Task instructions
Please pull out every line in the rows below that contains the word "each", matching case exactly.

(Point annotation records)
* * * * *
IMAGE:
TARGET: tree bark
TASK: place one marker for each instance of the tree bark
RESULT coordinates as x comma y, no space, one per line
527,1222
* * * * *
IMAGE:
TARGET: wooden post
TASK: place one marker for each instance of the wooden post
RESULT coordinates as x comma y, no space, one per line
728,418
* * * * *
Final result
TASK: place one marker for each instance of the tree bark
TASK: place one marker for each instance of the wooden post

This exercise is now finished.